## Exercise instructions
A – Reproduce verbatim the section of the study text on GLR and in-hospital mortality that opens with the words containing "Patient Characteristics and" and closes with "the included population.".
B – Continue the study text on GLR and in-hospital mortality, picking up after its final sentence.

## Study text

Baseline characteristics are expressed as mean±standard deviation (SD) and categorical variables are expressed as number (percentage). The baseline characteristics between different groups were analyzed using Student’s t-test or chi-square test. The X-tile software was conducted to evaluate the optimal cut-off GLR.

Univariate and multivariate Cox regression were conducted to determine the significant variables predictive of in-hospital mortality. The Kaplan-Meier analysis was used to estimate overall survival, and the differences between the curves were compared using the Log rank test. Subgroup analysis was exhibited by the Forest plot. We compared the predictive abilities between GLR and other systemic inflammatory biomarkers by conducting the receiver operating characteristic (ROC) curve analysis. We then used the C-index to assess the nomogram performance for predicting in-hospital mortality in critically ill patients with AP. All analyses were conducted using R software (version 4.1.0) and SPSS Statistics (version 22.0). P<0.05 was considered statistically significant.

Results

Patient Characteristics and Clinical Features

This study included 1,133 critically ill patients with AP from the MIMIC-IV database who were randomly divided into the training cohort (n=806) and the validation cohort (n=327) in a ratio of 7:3. The detailed process of selection is shown in Figure 1. Table 1 shows the baseline parameters in the training and validation groups. All parameters in Table 1 showno significant differences between the two groups.

Table 1 Baseline Characteristics

Figure 1 The flow chart of the included population.

Comparison between GLR and Other Systemic Inflammatory Biomarkers

Previous studies focused on the development of rapid systemic inflammatory biomarkers based on accessible laboratory tests for reliable prognosis prediction of AP patients, including RDW,9 NLR,9 PLR,10 and LMR.11 These systemic inflammatory biomarkers were all reported to be linked with AP severity and poor prognosis. As a novel systemic inflammatory biomarker of GLR, we tried to compare the predictive abilities between NLR, PLR, LMR, and GLR by conducting the ROC curve analysis. When predicting the in-hospital mortality for critically ill patients with AP, the AUC of GLR, NLR, PLR, and LMR were 0.779 (0.749–0.807), 0.654 (0.623–0.683), 0.636 (0.602–0.670), and 0.569 (0.602–0.670), respectively, the AUC of GLR was larger when compared with the AUC of NLR, PLR and LMR (P<0.001, respectively, Table 2). The sensitivity of GLR, NLR, PLR, and LMR were 0.89, 0.72, 0.69, and 0.45, respectively, while the specificity of GLR, NLR, PLR, and LMR were 0.63, 0.61, 0.56, and 0.72, respectively. Consequently, these data showthat the novel systemic inflammatory response biomarker of GLR was superior to other systemic inflammatory response biomarkers (NLR, PLR, and LMR) when predicting the in-hospital mortality for critically ill patients with AP. Moreover, we then compared the predictive role of GLR with glucose or lymphocyte by performing ROC analysis. As shown in Table 3, GLR exhibited a better predictive role when compared to glucose or lymphocyte both in the training cohort and the validation cohort in predicting in-hospital mortality for critically ill patients with AP.

## Data below
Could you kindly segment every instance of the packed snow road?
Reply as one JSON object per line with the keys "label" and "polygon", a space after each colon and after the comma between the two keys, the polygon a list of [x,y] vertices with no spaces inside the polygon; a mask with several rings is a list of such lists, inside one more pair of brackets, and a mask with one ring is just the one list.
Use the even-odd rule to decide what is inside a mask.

## Answers for the exercise
A –
Patient Characteristics and Clinical Features

This study included 1,133 critically ill patients with AP from the MIMIC-IV database who were randomly divided into the training cohort (n=806) and the validation cohort (n=327) in a ratio of 7:3. The detailed process of selection is shown in Figure 1. Table 1 shows the baseline parameters in the training and validation groups. All parameters in Table 1 showno significant differences between the two groups.

Table 1 Baseline Characteristics

Figure 1 The flow chart of the included population.

B –
Table 2 Receiver Operating Curve Anaysis

Table 3 The Predictive Role of GLR with Glucose or Lymphocyte in Predicting In-Hospital Mortality

GLR was an Independent Prognostic Factor

Univariate analysis indicated that age, SOFA score, SAPSII score, platelets, LMR, AST, albumin, total bilirubin, blood urea nitrogen, creatinine, and GLR≥0.9 were predictors for in-hospital mortality in the training cohort (P<0.05, Table 4). Multivariate analyses demonstrated that age, SOFA score, platelets, albumin, total bilirubin, and GLR≥0.9 were independent predictors for in-hospital mortality in critically ill patients with AP (P<0.05, Table 4). Kaplan-Meier analysis demonstrated that patients in the lower GLR (≤0.9) group showed a better overall survival than patients in the higher GLR (≥0.9) group, both in the training cohort (P<0.001, Figure 2A) and the validation cohort (P<0.001, Figure 2B).

Table 4 Univariate and Multivariate Cox Regression Analyses of Factors Associated with In-Hospital Mortality in Training Cohort

Figure 2 Kaplan-Meier curves of critically ill patients with AP stratified by the optimal cut-off value of GLR in the (A) training cohort and (B) validation cohort.

Prognostic Value of GLR as a Predicted Biomarker in Nomogram for In-Hospital Mortality

A nomogram was created according to the independent predictors based on the multivariate Cox regression analysis to predict the in-hospital mortality of the critically ill patients with AP. A higher score in the nomogram means a shorter in-hospital mortality. As shown in Figure 3, GLR contributed the most to the predictive effect to prognosis in the nomogram, followed by platelet, albumin, etc. (Figure 3). The nomogram exhibited a relatively good model discriminative capacity for in-hospital mortality in critically ill patients with AP, indicated by the C-index. The C-index were 0.886 (95% CI=0.849–0.922) in the training sets and 0.841 (95% CI=0.767–0.915) in the validation cohort. The calibration curve for the predictive nomogram depicted a high agreement between the actual probability and predicted probability in the training set and the validation set (Figure 4A and B). Finally, decision curve analysis (DCA) was performed to determine the clinical utilities of the predictive nomogram. The DCA curve also demonstrated that the survival nomogram derived from the training set was clinically useful in the training set as well as in the validation set (Figure 4C and D).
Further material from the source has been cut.